-- DATA FOR ANALYSIS follows --

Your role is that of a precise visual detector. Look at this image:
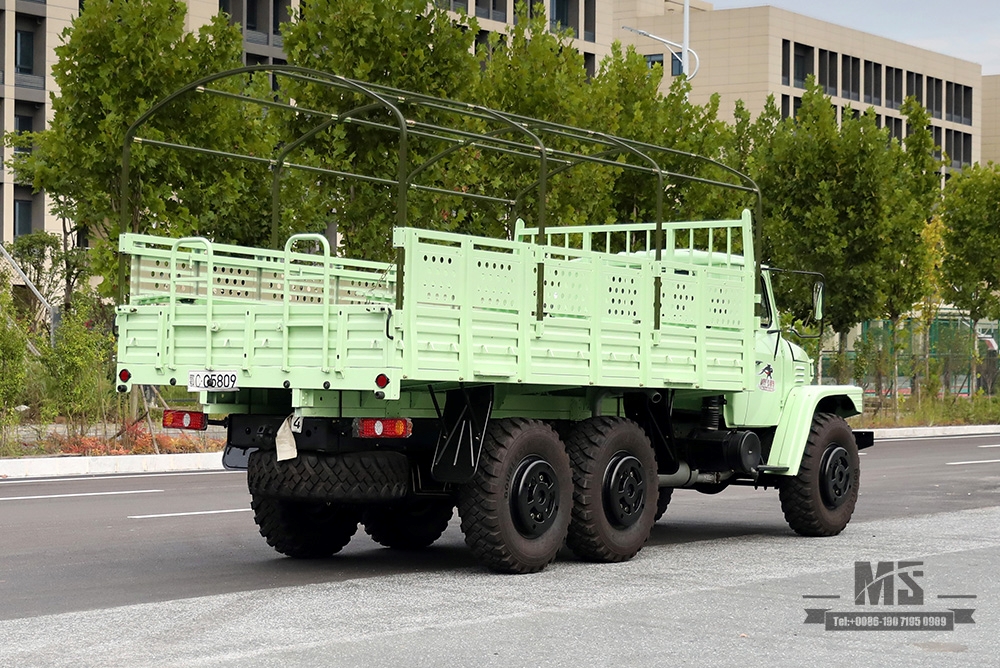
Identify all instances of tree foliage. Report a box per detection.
[754,80,899,350]
[6,0,280,294]
[280,0,480,260]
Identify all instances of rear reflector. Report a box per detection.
[353,418,412,439]
[163,409,208,431]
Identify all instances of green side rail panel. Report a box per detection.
[766,385,864,476]
[117,210,758,400]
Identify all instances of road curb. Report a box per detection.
[872,425,1000,440]
[2,424,999,478]
[0,452,224,479]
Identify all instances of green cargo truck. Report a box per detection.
[115,67,872,573]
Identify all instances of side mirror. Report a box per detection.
[812,281,825,321]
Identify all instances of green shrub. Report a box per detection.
[40,298,116,438]
[0,281,28,455]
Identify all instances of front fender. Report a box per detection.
[766,385,863,476]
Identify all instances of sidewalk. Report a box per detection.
[2,424,999,479]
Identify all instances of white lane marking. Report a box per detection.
[0,489,164,501]
[128,508,252,519]
[945,459,1000,466]
[977,444,1000,448]
[0,471,237,485]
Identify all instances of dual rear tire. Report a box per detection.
[457,416,658,573]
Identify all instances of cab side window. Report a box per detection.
[757,274,773,328]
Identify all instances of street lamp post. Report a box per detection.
[622,0,700,82]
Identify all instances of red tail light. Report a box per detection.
[163,409,208,431]
[118,369,132,382]
[375,373,390,389]
[353,418,412,439]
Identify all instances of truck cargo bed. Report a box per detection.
[116,211,757,400]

-- DATA FOR ANALYSIS concluded --

- [ABOUT THIS EXERCISE] All of the lines above must be printed again exactly, and no picture may appear in the copy.

- [RESPONSE AREA]
Your role is that of a precise visual detector. Look at this image:
Identify all instances of tree foliage. Report a box per detection.
[754,80,899,350]
[6,0,280,294]
[280,0,480,260]
Identify all instances of rear reflector. Report a box per detection.
[353,418,412,439]
[163,409,208,431]
Identify all instances of green side rail panel. Report a box per detection.
[766,385,864,476]
[117,210,758,400]
Identify all instances of road curb. Report a box per detection.
[872,425,1000,440]
[2,424,999,478]
[0,452,224,479]
Identify all instances of green cargo truck. Report a box per detection.
[115,67,872,573]
Identify all instances of side mirror. Report a box per detection.
[812,281,825,321]
Identify all instances of green shrub. Report a box per detection.
[40,298,116,438]
[0,281,28,455]
Identify all instances of front fender. Report a box per detection.
[766,385,863,476]
Identify all instances of sidewalk. Report a box per detection.
[2,424,999,479]
Identify all instances of white lane marking. Report a box per detection.
[0,489,164,501]
[128,508,252,519]
[945,459,1000,466]
[977,444,1000,448]
[0,471,237,485]
Identify all instances of dual rear tire. Report a box per detection.
[457,416,658,573]
Identify all instances of cab side window. Report a box per detection.
[757,274,773,328]
Identify all instances of street lamp post. Report a box per detection.
[622,0,700,82]
Identify all instances of red tail light. Report a box per detection.
[163,409,208,431]
[118,369,132,382]
[375,373,390,389]
[353,418,412,439]
Identify all instances of truck cargo bed. Report a box per detection.
[116,211,757,400]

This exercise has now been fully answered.